**Problems to work on**
- a) Could you revise the passage on evangelicals and Jews, starting with "In churches across" and going on through "websites and videos.", so that "traditional news outlet" becomes "mainstream news outlet"?
- b) What comes next in the article on evangelical Christians and anti-Jewish beliefs? Continue it from its final sentence.

**Excerpt provided**
◇ ◇ ◇ ◇ ◇ ◇ ◇
Trump, she says, “is surrounded by a Zionist environment with completely different values from Christians. It’s kabbalist. It’s Talmudic values. Not the word of God.”

In other words: It’s the Jews’ fault.

“Why do we have pro-abortion, pro-LGBTQ values, and we do not have more freedom to protect our faith? We are persecuted now,” Yanko says about evangelical Christians like herself. “[Jews] say, ‘We’ve got America. We control America.’ That’s what I know.”

It’s an anti-Semitic viewpoint shared by a number of evangelical Christians across the country. The relationship between Christians and Jews has been fraught for almost 2,000 years since the death of Jesus. Today, with a president who levels accusations about Jews and who encourages his fans to mistrust the mainstream media, a growing number of evangelicals are turning to the Internet for information, and finding anti-Jewish beliefs there.

Christians take their cues for what to think about Jews from many sources: From the long history of evangelicals’ support for the state of Israel. From fiery pastors who decry Jewish influence in their YouTube videos. From Trump, who this week declared that Jews who vote for Democrats – meaning more than 70 percent of all Jews in the United States – are “disloyal.”

In churches across America, evangelicals say they don’t believe they can get unbiased facts from any traditional news outlet that Trump has branded “fake news” (though many are fans of Fox News, and also watch other TV networks and read major news websites). Instead, they seek news from alternative websites and videos.
◇ ◇ ◇ ◇ ◇ ◇ ◇
**Listed entries**
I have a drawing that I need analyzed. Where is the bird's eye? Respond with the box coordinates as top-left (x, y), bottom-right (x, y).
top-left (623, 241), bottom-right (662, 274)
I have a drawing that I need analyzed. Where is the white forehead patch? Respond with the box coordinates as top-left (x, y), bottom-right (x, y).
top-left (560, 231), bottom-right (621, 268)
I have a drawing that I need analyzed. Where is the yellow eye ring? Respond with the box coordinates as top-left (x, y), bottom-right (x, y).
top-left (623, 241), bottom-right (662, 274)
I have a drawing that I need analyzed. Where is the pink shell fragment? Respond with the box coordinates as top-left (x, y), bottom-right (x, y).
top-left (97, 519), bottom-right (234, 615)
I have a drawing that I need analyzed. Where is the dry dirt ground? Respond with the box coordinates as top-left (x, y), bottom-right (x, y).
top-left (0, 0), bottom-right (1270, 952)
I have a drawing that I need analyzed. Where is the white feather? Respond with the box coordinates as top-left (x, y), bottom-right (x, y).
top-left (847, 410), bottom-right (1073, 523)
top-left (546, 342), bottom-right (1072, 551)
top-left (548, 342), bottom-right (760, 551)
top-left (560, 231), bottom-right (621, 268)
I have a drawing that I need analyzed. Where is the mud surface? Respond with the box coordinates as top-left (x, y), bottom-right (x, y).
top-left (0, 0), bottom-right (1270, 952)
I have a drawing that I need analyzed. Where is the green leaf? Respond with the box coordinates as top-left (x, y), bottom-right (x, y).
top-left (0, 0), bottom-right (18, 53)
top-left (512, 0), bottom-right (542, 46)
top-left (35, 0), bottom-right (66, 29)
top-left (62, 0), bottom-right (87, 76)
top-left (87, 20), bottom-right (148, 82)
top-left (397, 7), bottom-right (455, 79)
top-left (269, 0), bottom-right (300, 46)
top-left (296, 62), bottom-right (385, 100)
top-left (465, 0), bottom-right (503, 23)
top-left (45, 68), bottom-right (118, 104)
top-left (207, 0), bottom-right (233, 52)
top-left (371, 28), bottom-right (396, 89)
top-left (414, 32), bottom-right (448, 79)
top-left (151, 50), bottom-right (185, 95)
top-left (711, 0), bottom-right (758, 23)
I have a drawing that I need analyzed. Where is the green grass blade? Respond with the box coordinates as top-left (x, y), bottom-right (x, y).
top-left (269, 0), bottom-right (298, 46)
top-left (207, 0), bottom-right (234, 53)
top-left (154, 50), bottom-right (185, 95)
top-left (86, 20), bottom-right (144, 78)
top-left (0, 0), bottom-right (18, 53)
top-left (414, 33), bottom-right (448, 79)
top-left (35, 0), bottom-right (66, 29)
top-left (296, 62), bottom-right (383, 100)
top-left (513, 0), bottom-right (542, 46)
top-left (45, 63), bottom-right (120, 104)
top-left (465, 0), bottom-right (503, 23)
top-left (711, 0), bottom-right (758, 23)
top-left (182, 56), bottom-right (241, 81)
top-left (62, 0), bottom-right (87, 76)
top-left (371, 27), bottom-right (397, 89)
◇ ◇ ◇ ◇ ◇ ◇ ◇
**Task results**
- a)
In churches across America, evangelicals say they don’t believe they can get unbiased facts from any mainstream news outlet that Trump has branded “fake news” (though many are fans of Fox News, and also watch other TV networks and read major news websites). Instead, they seek news from alternative websites and videos.

- b)
Pastors are aware of the conspiracy theories floating among their congregants, including a small number of virulently anti-Semitic and anti-Islamic beliefs that some Christians interviewed by The Washington Post this summer professed.

But leaders are often unwilling to address these beliefs head-on. After a churchgoing evangelical Christian killed a Jewish woman at a synagogue in Poway, California, earlier this year – an act he prefaced with a manifesto including both anti-Semitic tropes from the Internet, and Christian theology from church – some pastors called for a national conversation about how evangelical pastors can make clear that such beliefs aren’t acceptable in their pews.

That doesn’t sit well with many evangelical pastors’ insistence that their job is to preach the Bible, not stray into current events.

At Christian Life Centre, the evangelical church north of Philadelphia where Yanko, a housekeeper, espoused anti-Semitism at the snack counter, lead pastor Mark English was unruffled to hear about Yanko’s statements.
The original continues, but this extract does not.